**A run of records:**
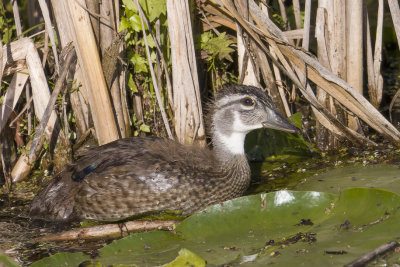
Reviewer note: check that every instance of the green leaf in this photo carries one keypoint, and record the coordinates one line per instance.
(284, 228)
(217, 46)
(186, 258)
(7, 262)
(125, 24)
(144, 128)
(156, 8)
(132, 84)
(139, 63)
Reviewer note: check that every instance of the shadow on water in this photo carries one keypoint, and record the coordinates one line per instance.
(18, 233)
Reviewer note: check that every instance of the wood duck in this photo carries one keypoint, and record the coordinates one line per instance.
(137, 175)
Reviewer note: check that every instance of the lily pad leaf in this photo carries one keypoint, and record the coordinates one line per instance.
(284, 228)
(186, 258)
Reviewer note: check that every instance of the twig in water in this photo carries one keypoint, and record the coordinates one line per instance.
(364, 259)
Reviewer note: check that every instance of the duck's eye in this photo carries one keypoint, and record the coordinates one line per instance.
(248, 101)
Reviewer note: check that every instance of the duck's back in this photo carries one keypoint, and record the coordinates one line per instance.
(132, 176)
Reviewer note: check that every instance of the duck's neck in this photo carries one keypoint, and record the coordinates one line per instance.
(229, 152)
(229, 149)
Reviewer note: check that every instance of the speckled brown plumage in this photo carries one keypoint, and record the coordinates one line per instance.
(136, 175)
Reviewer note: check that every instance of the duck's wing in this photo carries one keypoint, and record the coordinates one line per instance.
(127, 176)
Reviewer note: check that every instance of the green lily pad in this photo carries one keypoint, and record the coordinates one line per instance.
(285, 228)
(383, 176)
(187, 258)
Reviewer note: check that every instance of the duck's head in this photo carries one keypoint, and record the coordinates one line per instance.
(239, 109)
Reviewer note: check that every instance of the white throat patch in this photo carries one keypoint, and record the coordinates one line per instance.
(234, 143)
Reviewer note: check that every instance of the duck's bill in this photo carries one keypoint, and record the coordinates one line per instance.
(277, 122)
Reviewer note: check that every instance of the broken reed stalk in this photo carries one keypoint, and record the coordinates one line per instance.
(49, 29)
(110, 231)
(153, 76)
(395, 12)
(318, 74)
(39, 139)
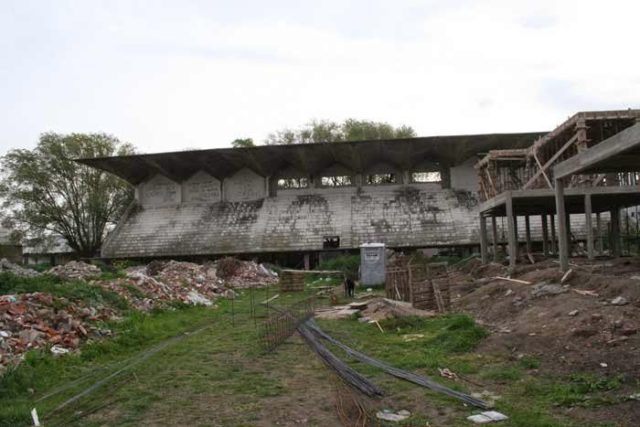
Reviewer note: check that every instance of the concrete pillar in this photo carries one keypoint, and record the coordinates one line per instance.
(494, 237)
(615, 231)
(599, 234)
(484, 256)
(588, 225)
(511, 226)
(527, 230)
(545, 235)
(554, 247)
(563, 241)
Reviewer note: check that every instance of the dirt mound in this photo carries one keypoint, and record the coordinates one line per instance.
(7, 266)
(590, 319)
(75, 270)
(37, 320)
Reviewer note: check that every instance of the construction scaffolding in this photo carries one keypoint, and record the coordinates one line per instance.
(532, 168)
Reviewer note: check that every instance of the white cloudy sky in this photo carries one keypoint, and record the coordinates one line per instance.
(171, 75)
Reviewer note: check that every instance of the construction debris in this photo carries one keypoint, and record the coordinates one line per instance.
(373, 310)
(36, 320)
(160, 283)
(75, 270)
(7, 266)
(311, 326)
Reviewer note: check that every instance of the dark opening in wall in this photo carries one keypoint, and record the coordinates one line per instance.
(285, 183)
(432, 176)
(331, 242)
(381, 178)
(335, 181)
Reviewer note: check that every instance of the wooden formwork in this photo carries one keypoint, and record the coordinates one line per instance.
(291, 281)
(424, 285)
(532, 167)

**GIVEN REQUEST:**
Write out each entry exactly as given, but skip the pictures.

**EXERCISE RESULT:**
Reviewer note: check that every instance of the green leaf in this photo carries one keypoint, and record the coordinates one line per instance.
(284, 228)
(217, 46)
(186, 258)
(7, 262)
(125, 24)
(144, 128)
(156, 8)
(132, 84)
(139, 63)
Reviewer note: check that every instance of the shadow on water in this photo carries one keypoint, and record the coordinates one line per instance.
(18, 233)
Reviewer note: check that every instance of the wood duck in this photo carries one keypoint, and record the coordinates one line per instance.
(137, 175)
Reviewer note: check that every instance of the lily pad leaf in this photo carries one keypoint, and record the coordinates one line per instance.
(284, 228)
(186, 258)
Reviewer note: check that every instance of the twig in water in this photo carries one keypoint, and record the coordinates one line per instance.
(364, 259)
Reviewer note: check that every instance of the duck's eye in this photo carries one keypoint, and record the coordinates one line per instance.
(248, 101)
Reviewer note: check that every instance of the duck's back in this photo carries one keypoint, and record the coordinates one line per instance.
(132, 176)
Reviewer note: check that every instance of the duck's neck in this photo carries one keypoint, and record the coordinates one line per instance.
(229, 152)
(229, 149)
Reviewer note: check that every instance of the speckled brown plumage in this photo carries one keypoint, and record the coordinates one line per instance.
(136, 175)
Reviewer note: check that every instance of the duck's wing in this photo carries one keypoint, and record the coordinates one line per instance.
(127, 176)
Reviewer note: check that every instance of the green lily pad in this photo carries one keypoint, and record the coordinates one line per instance.
(285, 228)
(383, 176)
(187, 258)
Reviewer note: check that every instance of the duck's head in this photo carries one keypoint, and record the coordinates one line per instance.
(239, 109)
Reviewer note: check that every instance of the white throat patch in this photo carries one keypoint, and record the coordinates one line per instance.
(234, 143)
Reviewer note: check that every instance of the duck's bill in this photo carries one keypoint, and record the coordinates one line per instance.
(277, 122)
Reviewer note: check that every instance of the broken reed stalk in this photo carries one keypoint, and record the coordinates one line per instance.
(49, 29)
(110, 231)
(153, 76)
(395, 12)
(318, 74)
(39, 139)
Reviewer note: check that every instance of the concrete pillar in this photo carries one keypoint, and record the coordinates one line per instance.
(494, 237)
(615, 231)
(599, 234)
(484, 256)
(588, 225)
(511, 226)
(527, 230)
(545, 235)
(554, 247)
(563, 241)
Reviewer note: check that every instance of the dirt mound in this photo carries one keypoint, and record the coordinates one line per instance.
(7, 266)
(590, 319)
(75, 270)
(37, 320)
Reviewer note: check that every instance of the construction scaffolding in this photo carries one keypoint, and record the coordinates one line per instance.
(532, 168)
Reviewer note: check that every instance of the white cloudy sky in this photo carries one keypoint, and record the coordinates one line per instance.
(171, 75)
Reviewer note: check that every instance of the construction debris in this photo carries one keypoint, and record the coordinates one line per instance.
(373, 310)
(36, 320)
(160, 283)
(75, 270)
(7, 266)
(311, 326)
Reviewer note: check that every instance of the dark opening in wall in this photo carries one keypoint, and record the coordinates one line per instance.
(285, 183)
(432, 176)
(331, 242)
(381, 178)
(335, 181)
Reviewer note: check that every instance of the wooden formwork in this photo carries one keypoint, and record the coordinates one line per instance.
(291, 281)
(424, 285)
(532, 167)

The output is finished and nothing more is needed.